▸ **Directions**
Transcribe the records in their entirety, exactly as given.

(Region pointing data)
════

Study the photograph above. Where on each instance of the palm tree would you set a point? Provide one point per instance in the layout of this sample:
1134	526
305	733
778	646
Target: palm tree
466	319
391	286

════

▸ **Answer box**
Study the photograph above. Where on each instance of the palm tree would you set a point? Provide one point per instance in the layout of this sample:
1134	526
305	733
778	646
Target: palm tree
466	319
391	286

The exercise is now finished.